**本文:**
----

コロナ禍を経て再会した両親は、前より歳をとって見えた。
当たり前だ。両親だけじゃない。私だって間違いなく見た目も体力も変わった。
前回の帰国から3年も経ったのだ。
 
私はドイツ人の夫と結婚すれば、いつかドイツに移住するであろうことは分かっていたし、特にそれが障壁だと考えることもなかった。
もちろん、文化や言葉の差で苦労はするだろうと予測はしても、海外に住むことには抵抗はなかったのだ。
 
でも最近は気持ちに変化が出てきて、日本がとても恋しくなることがある。
明日どんなに暇で時間を持て余しても、家族に会えない距離がとてももどかしく感じ始めている。
 
きっかけは、そう、コロナだ。
 
コロナ禍に入る一年前。39歳といういわゆる高齢出産で息子を産んだとき、毎日毎日凄まじい変化を見せる小さな命を見ていると、アラフォーの私は日々そんなに変化はないのに、同じだけ時を刻んでいることに不思議な気持ちが芽生えた。
時計の針のように、子どもは「分針」で大人は「時針」。
スピードは違うけど、結果、重ねる時間は同じ。
 
でも、私には大人の時間はゆっくり進んでいるように見えたから、まだまだ特に変わることはなく、時間もあるように感じていた。
 
そんな中、2020年にコロナ禍が訪れた。
ドイツと日本。それまでは遠いとは言え、時差7時間とフライト12時間を超えれば会えていた家族や友人に会えなくなった。
日本に入国もできない、いや、ドイツでも日常の外出規制まで出ていたのだから、飛行機に乗るどころではない。元々、地球儀をぐるーりと半分ほど回さなければいけなかった2国間は、またぐんと遠くなった。

----

**データ行:**
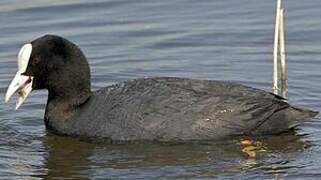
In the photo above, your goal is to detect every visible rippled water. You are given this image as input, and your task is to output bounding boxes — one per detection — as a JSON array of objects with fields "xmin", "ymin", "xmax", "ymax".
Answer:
[{"xmin": 0, "ymin": 0, "xmax": 321, "ymax": 179}]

----

**やること:**
a – コロナ禍と家族についての文章の「きっかけは、そう、コロナだ。」から「家族や友人に会えなくなった。」までを、「息子」を「娘」に置き換えて書き直してください。
b – コロナ禍と家族についての文章を、最後の文の後から書き継いでください。

**回答:**
a –
きっかけは、そう、コロナだ。
 
コロナ禍に入る一年前。39歳といういわゆる高齢出産で娘を産んだとき、毎日毎日凄まじい変化を見せる小さな命を見ていると、アラフォーの私は日々そんなに変化はないのに、同じだけ時を刻んでいることに不思議な気持ちが芽生えた。
時計の針のように、子どもは「分針」で大人は「時針」。
スピードは違うけど、結果、重ねる時間は同じ。
 
でも、私には大人の時間はゆっくり進んでいるように見えたから、まだまだ特に変わることはなく、時間もあるように感じていた。
 
そんな中、2020年にコロナ禍が訪れた。
ドイツと日本。それまでは遠いとは言え、時差7時間とフライト12時間を超えれば会えていた家族や友人に会えなくなった。

b –
 
私たち家族は運良く、コロナ直前に日本帰国を果たしていたが、当時11ヶ月の息子は、それから3年以上、日本の祖父母に会わずに今4歳になっていて、会わない間に大病が発覚した当時71歳の父は、ありがたいことに既に完治もしている。
時間は確実に刻々と流れていた。
 
最近はようやく日常が戻り、会えなかった日本の家族や友人にも少しずつ会えるようになる中で、よくこう考えるようになった。
 
「今日が最後になるとしたら、何を話そうか」
するとその時間がとても大切なものに思えた。
 
でも、「久しぶりに会ったくらいで大袈裟か」と我に返ったとき、ふと、ある言葉を思い出した。
 
In life, it’s not where you go, it’s who you travel with.
「人生において大事なのは、どこに行くかではなく誰と行くかだよ」
 
スヌーピーの名言だ。
そう、あのスヌーピー。深く、ときに哲学的な発言で誕生から70年、世界中の人の心に足跡を残してきたビーグルだ。
 
 
大事なのは、どこに行くかではなく誰と行くか。
 
そういえば、昔、ドイツ人である夫の妹と「旅」について話したことがある。
多くのドイツ人は休暇時期になれば数週間の長い休みをとり、一箇所に長く滞在する。
1、2泊で宿を変え、各所を見尽くす旅はあまりしない。
さらに義妹にいたっては、毎年決まってポルトガルに行くのだ。
 
いやいや、せっかく陸続きのヨーロッパ。他にも行きやすくて素晴らしい観光地もあるのだから、毎年いろんなところに行くのはどうか? と私はひそかに思っていた。
 
一度、理由を聞いてみたことがある。
 
「場所? 子どもたちが楽しくて、家族でいい時間が過ごせればどこだっていいのよ」
と彼女は答えた。
 
それを聞いたときは「そんなものか」と思っていたが、私も子どもをもち、コロナ禍を経て、会えない間に両親が年齢を重ねるのを実感して今やっと、その領域にたどり着いた。
 
彼女はスヌーピーと同じだった。
 
私は昔、短期間で各所を点々とするスタイルの旅をたくさんした。今だってそんな旅も大好きだ。
学生時代は2つ上の姉と旅をすることが多くて、その旅は毎日が忙しいものだから、旅のスケジュールに追われて、うまくいかないとことに腹を立てたり、マイペースな姉と喧嘩したりすることもあった。
それも私たちの旅の醍醐味といえばそうなのだが、今は少し違う考え方もできる。
 
「まぁ、うまく行かなくてもいいじゃないか。
こうしてお姉ちゃんと特別な時間を過ごしていられるのだから」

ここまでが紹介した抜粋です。